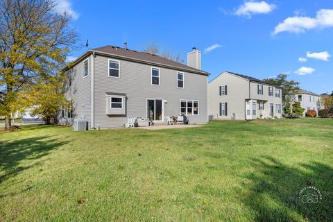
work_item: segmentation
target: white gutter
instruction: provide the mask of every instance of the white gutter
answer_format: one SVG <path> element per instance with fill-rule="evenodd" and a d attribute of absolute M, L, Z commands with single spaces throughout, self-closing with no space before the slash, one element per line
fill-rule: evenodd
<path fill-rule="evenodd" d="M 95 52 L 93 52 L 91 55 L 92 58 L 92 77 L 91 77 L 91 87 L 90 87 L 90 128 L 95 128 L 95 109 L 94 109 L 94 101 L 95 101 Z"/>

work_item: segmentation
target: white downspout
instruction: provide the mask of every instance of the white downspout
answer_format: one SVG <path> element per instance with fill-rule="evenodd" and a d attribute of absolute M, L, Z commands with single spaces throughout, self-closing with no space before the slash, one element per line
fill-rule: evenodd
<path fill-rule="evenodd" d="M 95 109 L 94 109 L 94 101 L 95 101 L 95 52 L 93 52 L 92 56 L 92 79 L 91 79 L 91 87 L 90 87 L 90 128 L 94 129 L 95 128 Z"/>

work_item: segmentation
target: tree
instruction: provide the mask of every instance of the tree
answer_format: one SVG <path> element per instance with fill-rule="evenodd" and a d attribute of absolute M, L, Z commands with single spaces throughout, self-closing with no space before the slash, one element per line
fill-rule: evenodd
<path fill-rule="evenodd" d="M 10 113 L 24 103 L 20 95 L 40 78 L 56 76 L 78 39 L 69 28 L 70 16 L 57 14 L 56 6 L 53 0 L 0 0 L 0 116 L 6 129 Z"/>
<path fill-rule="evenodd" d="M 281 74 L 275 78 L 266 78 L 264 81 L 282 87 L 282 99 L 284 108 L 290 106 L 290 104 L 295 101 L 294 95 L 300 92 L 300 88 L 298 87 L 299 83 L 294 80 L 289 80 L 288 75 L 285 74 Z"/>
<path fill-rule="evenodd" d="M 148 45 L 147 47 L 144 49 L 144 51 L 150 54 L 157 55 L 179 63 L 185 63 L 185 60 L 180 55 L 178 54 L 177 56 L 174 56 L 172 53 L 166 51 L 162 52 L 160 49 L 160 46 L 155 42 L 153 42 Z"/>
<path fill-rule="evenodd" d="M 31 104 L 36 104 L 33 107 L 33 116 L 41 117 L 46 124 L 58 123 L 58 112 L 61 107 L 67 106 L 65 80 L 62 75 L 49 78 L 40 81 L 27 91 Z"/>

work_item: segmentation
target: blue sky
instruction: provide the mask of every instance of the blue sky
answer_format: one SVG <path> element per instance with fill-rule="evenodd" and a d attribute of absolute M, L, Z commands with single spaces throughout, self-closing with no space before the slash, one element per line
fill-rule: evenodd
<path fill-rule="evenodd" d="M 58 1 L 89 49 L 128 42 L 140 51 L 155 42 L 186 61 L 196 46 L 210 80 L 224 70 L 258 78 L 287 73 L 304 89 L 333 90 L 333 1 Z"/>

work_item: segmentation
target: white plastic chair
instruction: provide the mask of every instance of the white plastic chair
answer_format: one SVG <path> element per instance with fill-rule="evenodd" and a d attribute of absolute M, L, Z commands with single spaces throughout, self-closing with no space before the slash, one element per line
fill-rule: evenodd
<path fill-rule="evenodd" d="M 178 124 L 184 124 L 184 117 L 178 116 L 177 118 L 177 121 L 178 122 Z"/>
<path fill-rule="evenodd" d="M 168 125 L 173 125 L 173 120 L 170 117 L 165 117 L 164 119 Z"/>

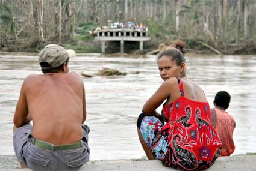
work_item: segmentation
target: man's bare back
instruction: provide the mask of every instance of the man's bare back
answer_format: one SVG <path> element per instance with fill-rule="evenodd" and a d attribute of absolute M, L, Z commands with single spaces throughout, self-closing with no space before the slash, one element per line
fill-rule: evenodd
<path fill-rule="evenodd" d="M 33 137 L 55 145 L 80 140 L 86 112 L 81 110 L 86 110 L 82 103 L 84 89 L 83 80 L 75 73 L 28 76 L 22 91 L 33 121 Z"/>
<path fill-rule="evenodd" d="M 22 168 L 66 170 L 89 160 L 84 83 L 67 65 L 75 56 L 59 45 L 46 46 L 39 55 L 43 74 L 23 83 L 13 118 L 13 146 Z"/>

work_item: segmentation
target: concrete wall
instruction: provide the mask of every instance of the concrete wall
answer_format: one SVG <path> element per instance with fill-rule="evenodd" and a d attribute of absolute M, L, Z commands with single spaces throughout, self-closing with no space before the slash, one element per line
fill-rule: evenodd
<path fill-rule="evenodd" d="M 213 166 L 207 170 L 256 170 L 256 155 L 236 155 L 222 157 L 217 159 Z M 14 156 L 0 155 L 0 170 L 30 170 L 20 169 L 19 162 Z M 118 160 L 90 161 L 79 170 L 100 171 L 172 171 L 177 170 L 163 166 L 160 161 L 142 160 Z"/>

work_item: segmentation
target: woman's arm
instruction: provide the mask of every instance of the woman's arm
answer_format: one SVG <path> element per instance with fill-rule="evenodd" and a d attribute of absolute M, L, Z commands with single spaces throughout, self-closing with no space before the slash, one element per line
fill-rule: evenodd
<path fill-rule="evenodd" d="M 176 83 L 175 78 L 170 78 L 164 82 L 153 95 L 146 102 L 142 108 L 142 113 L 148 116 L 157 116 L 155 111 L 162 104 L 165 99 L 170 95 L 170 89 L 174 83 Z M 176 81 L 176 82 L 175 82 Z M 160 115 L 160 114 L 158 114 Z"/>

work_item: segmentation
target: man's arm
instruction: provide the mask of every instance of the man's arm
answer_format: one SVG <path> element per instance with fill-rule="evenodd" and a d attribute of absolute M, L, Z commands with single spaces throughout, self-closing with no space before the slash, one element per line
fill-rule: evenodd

────────────────────────────────────────

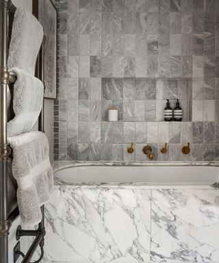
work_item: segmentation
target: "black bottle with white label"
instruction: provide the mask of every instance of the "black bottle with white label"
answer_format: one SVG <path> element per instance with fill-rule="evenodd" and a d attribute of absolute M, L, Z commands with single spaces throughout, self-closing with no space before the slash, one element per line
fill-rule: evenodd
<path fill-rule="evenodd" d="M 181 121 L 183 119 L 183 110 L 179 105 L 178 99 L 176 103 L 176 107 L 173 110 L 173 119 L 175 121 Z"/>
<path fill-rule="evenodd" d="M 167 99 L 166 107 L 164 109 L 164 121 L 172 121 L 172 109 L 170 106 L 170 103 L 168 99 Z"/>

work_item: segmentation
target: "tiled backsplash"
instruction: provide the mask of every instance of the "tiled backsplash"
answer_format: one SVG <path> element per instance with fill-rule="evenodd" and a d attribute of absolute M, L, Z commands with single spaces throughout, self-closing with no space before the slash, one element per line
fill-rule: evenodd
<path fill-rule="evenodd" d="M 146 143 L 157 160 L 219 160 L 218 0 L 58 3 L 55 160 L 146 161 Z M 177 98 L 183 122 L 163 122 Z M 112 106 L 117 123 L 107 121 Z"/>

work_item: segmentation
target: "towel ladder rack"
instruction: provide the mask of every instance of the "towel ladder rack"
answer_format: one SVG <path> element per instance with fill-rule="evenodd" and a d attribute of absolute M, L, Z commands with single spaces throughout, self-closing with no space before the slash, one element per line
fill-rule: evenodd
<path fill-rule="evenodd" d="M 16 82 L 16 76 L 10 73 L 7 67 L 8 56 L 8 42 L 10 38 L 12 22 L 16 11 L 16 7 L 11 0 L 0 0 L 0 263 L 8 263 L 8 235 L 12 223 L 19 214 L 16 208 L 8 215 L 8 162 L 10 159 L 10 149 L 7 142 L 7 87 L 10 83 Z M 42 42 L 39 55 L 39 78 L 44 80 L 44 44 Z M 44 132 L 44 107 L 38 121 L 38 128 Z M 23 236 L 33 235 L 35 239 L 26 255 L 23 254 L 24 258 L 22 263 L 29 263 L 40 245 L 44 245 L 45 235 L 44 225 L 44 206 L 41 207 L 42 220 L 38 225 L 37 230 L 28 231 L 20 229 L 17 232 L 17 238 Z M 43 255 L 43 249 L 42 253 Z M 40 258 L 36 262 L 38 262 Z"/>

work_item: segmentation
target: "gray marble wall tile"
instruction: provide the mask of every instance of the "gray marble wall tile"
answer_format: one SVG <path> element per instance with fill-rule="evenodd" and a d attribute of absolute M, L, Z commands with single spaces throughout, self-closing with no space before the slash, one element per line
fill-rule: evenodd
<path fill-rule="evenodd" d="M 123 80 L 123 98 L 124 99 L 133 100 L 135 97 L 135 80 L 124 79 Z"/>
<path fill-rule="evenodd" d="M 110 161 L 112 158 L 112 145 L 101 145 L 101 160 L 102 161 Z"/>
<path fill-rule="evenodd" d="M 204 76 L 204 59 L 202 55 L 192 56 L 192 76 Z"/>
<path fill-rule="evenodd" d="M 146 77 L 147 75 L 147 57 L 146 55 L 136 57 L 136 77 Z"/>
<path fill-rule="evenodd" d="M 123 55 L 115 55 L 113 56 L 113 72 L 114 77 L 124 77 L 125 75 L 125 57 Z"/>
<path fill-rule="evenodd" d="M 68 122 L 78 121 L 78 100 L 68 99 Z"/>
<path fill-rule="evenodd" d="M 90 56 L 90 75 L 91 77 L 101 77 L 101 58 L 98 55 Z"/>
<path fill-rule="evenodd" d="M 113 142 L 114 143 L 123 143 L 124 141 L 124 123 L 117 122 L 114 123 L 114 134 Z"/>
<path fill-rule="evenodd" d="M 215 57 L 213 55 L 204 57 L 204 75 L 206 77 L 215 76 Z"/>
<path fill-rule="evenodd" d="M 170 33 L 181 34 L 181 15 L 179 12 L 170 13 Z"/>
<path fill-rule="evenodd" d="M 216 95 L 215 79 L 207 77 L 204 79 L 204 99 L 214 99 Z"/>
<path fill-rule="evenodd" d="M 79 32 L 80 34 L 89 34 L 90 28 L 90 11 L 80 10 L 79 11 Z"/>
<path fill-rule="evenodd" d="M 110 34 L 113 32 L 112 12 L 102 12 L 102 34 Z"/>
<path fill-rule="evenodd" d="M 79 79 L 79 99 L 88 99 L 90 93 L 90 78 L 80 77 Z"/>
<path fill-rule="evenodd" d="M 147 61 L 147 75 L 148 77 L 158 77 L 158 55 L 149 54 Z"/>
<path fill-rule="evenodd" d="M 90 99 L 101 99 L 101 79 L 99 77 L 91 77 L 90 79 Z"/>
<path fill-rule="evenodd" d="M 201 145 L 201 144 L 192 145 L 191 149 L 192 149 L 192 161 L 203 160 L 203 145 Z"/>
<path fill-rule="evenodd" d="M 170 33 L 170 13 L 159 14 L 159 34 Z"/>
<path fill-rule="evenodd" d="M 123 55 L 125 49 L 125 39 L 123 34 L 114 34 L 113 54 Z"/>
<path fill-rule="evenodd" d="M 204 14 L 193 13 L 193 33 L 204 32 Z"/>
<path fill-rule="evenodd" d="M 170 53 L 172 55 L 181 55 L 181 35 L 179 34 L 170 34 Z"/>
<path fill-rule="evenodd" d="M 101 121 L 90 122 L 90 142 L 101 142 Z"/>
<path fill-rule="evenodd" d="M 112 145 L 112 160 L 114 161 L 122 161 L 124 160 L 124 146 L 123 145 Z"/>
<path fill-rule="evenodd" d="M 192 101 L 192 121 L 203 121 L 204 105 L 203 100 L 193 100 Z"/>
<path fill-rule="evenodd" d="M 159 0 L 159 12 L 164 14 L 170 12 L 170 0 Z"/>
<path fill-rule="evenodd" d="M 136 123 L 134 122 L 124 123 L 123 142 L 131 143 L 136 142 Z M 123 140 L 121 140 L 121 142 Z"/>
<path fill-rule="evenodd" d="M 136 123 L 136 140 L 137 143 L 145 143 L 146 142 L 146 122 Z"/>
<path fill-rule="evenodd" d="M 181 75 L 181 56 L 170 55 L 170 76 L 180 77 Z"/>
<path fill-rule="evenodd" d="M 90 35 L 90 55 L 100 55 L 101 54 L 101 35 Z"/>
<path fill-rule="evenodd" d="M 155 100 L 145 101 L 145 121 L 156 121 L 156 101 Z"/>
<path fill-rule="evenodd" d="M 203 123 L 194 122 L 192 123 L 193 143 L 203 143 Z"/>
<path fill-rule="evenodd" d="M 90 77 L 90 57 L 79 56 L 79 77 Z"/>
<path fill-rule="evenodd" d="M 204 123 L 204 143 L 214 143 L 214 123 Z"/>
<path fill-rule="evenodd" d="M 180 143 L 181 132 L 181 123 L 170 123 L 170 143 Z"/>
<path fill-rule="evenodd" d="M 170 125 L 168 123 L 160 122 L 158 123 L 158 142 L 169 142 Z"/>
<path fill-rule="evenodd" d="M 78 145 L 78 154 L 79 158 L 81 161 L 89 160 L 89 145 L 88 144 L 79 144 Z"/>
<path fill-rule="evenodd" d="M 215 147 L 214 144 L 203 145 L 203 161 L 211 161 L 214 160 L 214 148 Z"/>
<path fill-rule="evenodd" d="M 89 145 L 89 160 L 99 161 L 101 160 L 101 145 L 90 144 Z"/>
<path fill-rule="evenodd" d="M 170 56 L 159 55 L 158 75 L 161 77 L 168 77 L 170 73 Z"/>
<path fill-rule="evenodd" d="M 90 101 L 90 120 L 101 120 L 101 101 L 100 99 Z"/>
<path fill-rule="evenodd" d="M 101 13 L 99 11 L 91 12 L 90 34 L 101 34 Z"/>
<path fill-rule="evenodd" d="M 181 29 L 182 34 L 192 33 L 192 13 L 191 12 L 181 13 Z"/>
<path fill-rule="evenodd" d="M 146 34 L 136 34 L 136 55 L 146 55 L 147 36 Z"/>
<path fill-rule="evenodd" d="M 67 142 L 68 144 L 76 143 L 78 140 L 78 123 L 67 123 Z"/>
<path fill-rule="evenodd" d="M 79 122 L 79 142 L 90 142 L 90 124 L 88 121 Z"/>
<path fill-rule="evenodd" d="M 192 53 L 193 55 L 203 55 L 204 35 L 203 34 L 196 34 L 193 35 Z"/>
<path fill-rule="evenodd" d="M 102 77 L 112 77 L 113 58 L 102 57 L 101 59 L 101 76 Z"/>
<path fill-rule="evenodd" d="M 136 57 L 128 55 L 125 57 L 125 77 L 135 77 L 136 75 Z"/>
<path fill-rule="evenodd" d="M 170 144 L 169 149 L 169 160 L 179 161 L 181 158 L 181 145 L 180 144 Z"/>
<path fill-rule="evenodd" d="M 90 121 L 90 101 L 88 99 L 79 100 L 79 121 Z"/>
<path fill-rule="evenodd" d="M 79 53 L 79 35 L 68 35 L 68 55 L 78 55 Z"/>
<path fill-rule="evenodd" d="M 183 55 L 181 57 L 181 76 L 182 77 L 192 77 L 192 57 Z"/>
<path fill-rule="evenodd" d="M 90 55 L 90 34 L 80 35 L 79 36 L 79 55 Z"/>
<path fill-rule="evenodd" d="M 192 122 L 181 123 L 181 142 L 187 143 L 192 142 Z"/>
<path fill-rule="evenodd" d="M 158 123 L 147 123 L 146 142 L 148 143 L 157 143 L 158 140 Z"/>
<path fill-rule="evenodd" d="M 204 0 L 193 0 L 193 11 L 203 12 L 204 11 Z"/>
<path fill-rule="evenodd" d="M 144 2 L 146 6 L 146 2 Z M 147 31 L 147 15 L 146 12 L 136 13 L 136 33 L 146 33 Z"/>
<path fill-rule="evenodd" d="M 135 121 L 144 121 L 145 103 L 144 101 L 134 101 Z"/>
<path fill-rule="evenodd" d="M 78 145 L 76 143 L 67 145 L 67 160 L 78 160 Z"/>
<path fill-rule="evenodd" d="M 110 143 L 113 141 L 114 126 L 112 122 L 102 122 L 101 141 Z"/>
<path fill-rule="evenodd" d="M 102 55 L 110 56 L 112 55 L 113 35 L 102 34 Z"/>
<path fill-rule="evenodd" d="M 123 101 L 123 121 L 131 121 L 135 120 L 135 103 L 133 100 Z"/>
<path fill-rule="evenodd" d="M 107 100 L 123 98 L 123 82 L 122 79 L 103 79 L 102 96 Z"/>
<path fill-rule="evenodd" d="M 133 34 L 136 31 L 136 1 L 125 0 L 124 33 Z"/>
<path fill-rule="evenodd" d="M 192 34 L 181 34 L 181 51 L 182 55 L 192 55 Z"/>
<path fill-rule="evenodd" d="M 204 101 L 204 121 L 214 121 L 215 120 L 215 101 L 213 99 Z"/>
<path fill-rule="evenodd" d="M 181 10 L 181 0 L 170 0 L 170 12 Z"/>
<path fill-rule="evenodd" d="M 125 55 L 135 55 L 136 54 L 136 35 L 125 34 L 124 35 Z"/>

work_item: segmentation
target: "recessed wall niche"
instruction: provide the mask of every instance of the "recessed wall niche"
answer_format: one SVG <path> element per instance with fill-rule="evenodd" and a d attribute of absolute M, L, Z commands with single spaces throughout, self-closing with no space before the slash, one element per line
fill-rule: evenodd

────────────────────────────────────────

** Problem **
Pick out every line in the rows above that contains the word "ladder", and copy each one. Case counts.

** Solution **
target: "towel ladder rack"
instruction: provide the mask of every instance of the "towel ladder rack"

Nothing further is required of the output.